Image-grounded pointing data:
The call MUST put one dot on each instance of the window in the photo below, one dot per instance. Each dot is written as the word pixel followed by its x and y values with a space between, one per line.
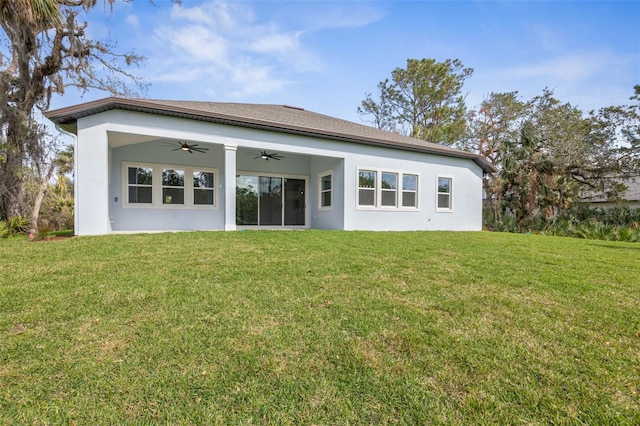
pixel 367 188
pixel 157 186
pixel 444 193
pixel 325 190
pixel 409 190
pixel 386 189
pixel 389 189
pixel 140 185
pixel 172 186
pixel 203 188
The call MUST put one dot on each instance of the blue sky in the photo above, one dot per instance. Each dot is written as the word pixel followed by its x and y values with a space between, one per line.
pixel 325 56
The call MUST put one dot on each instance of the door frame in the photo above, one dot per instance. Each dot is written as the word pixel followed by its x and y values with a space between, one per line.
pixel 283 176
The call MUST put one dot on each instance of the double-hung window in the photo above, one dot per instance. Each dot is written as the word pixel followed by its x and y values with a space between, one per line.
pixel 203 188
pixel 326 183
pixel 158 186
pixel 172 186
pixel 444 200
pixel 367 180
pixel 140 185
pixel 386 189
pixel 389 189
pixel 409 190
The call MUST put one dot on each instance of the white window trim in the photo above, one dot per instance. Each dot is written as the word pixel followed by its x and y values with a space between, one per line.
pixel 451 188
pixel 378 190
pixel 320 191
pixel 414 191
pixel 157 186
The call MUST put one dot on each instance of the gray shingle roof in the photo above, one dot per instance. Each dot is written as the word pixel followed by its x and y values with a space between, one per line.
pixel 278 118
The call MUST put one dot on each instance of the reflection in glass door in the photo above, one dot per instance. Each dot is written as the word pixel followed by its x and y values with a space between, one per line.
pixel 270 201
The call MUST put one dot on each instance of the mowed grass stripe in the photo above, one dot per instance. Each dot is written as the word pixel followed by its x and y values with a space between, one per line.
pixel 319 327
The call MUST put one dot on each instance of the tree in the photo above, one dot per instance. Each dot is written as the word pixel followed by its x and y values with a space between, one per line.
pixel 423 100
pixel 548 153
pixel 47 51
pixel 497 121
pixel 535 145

---

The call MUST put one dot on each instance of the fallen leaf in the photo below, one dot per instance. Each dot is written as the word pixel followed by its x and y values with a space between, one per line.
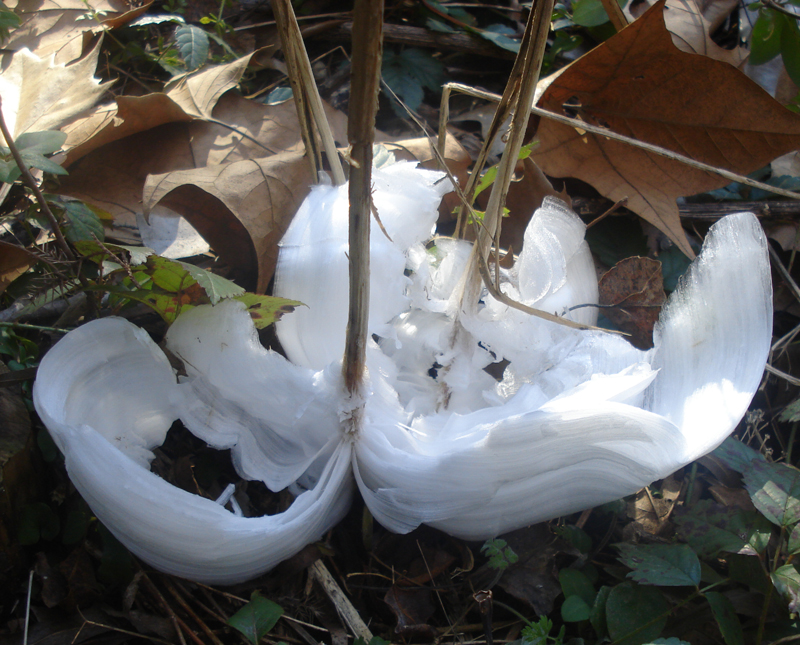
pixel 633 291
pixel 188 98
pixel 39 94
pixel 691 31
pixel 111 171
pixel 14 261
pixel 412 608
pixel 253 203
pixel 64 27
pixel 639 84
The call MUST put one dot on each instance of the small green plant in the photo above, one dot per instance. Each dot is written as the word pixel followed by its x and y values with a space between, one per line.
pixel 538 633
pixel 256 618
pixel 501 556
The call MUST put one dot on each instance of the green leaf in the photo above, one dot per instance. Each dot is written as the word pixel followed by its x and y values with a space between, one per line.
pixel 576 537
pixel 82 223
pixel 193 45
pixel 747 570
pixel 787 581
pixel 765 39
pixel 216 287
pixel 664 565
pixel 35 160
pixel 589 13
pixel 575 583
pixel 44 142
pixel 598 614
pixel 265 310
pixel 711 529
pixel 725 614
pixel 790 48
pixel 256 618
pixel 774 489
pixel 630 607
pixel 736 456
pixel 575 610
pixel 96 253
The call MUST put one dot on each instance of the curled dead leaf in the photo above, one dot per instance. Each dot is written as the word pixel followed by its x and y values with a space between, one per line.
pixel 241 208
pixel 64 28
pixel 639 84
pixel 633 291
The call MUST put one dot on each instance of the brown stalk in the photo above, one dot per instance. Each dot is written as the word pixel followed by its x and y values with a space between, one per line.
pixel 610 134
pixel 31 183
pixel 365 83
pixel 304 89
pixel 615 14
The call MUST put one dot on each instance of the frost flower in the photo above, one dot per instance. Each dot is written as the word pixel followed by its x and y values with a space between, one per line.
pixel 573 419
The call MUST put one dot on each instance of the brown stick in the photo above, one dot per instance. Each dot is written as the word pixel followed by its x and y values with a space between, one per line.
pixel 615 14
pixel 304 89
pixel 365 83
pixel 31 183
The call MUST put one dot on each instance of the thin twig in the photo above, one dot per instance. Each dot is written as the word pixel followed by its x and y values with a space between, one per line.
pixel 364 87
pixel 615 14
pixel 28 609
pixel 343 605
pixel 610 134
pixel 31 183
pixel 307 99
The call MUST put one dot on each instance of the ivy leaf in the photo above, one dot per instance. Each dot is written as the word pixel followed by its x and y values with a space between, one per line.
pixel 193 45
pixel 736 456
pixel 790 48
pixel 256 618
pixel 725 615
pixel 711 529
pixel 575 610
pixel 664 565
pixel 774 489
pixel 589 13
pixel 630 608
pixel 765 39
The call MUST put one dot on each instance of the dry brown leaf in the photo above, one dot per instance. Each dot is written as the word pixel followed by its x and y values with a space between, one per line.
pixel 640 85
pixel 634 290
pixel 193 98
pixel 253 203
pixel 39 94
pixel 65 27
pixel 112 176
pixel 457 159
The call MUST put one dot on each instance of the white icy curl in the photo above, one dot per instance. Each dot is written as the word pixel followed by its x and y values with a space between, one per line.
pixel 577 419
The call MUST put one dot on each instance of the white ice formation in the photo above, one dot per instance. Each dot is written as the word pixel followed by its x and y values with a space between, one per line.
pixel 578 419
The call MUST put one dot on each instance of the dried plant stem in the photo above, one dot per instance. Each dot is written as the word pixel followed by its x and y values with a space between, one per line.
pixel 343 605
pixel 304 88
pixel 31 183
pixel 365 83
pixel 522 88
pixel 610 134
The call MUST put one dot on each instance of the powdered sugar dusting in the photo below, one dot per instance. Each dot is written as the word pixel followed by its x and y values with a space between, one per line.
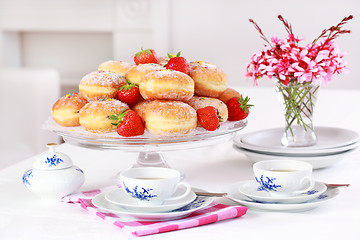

...

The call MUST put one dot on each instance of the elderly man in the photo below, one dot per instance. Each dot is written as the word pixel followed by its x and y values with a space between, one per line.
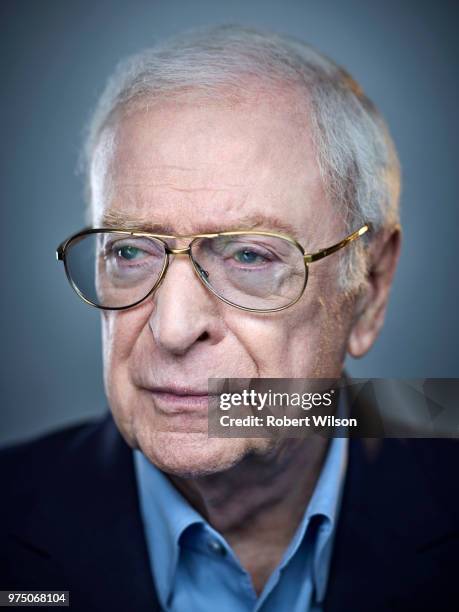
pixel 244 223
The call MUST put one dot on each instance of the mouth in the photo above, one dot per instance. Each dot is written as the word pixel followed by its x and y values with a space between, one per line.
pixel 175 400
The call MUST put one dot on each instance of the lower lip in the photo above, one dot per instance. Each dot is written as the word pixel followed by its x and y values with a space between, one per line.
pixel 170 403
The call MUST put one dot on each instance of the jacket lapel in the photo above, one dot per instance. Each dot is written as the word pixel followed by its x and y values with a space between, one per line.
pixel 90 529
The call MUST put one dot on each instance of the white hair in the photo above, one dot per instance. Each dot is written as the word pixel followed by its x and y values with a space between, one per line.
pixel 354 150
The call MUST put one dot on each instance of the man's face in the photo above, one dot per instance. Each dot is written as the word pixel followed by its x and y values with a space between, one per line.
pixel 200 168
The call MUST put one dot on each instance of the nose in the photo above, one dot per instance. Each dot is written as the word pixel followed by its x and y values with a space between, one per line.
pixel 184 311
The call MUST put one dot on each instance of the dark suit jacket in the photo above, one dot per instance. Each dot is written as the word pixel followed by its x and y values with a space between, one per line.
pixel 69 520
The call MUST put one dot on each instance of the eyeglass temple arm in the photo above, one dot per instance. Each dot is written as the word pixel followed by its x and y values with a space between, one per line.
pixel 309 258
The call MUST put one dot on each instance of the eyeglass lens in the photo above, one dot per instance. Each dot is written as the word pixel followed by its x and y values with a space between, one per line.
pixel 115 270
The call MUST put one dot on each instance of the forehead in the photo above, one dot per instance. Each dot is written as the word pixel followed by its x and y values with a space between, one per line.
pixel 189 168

> **TASK DIRECTIONS**: Output, from the data above, the lines from the line with "the white ice" to the line with "of the powdered" exactly as they stand, both ends included and nothing else.

> **EXERCISE RESULT**:
The call MUST put one dot on each instance of the white ice formation in the photo above, one dot per instance. Each dot is written as the word pixel followed by its x and y values with a space between, one per line.
pixel 578 419
The call MUST put one dot on each instance of the dried plant stem in the photo above, one dot per instance. Each dot is written as the word pixel followed by its x and y values with a space between, one per line.
pixel 343 605
pixel 304 88
pixel 31 183
pixel 365 83
pixel 522 88
pixel 610 134
The call MUST put one dot on each instance of the powdered sugar dusting in the photo below, one dot per instance. Each dot is written as the word pixel followed by its x and y values with a space between, one per line.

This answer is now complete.